[Consigne]: Recopiez mot pour mot l'intégralité du passage fourni ci-dessous, sans rien y changer.

─── Passage fourni

Côté cour, la cité offre encore de nombreux exemples à inclure dans les préoccupations citoyennes. Mais nous ouvrons une parenthèse pour dire notre amertume -le sens du beau n’appartenant qu’à ceux qui savent apprécier le silence de la nature- suite à l’implantation d’un vaste ensemble en plein milieu d’un quartier résidentiel dont les seuls espaces collectifs viennent d’être «bouffés» par un projet de la CNEP/IMMO situé derrière le parc d’attractions. Outre, le goulot d’étranglement longeant la bibliothèque Malek-Bennabi pour aboutir à ces logements en construction, il est patent que cet ensemble va bouleverser l’équilibre de la place. Imaginons un peu qu’au lieu du béton, les larges allées et îlots formant une grande zone tampon avaient accueilli des équipements socio-sportifs (marché, complexe de proximité, crèche, boulodrome, square… etc).

──────
─── Données affichées

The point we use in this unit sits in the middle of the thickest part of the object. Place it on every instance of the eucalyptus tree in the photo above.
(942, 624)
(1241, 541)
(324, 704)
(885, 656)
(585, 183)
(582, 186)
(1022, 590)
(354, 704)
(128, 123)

──────

[Résultat de l'exercice]:
Côté cour, la cité offre encore de nombreux exemples à inclure dans les préoccupations citoyennes. Mais nous ouvrons une parenthèse pour dire notre amertume -le sens du beau n’appartenant qu’à ceux qui savent apprécier le silence de la nature- suite à l’implantation d’un vaste ensemble en plein milieu d’un quartier résidentiel dont les seuls espaces collectifs viennent d’être «bouffés» par un projet de la CNEP/IMMO situé derrière le parc d’attractions. Outre, le goulot d’étranglement longeant la bibliothèque Malek-Bennabi pour aboutir à ces logements en construction, il est patent que cet ensemble va bouleverser l’équilibre de la place. Imaginons un peu qu’au lieu du béton, les larges allées et îlots formant une grande zone tampon avaient accueilli des équipements socio-sportifs (marché, complexe de proximité, crèche, boulodrome, square… etc).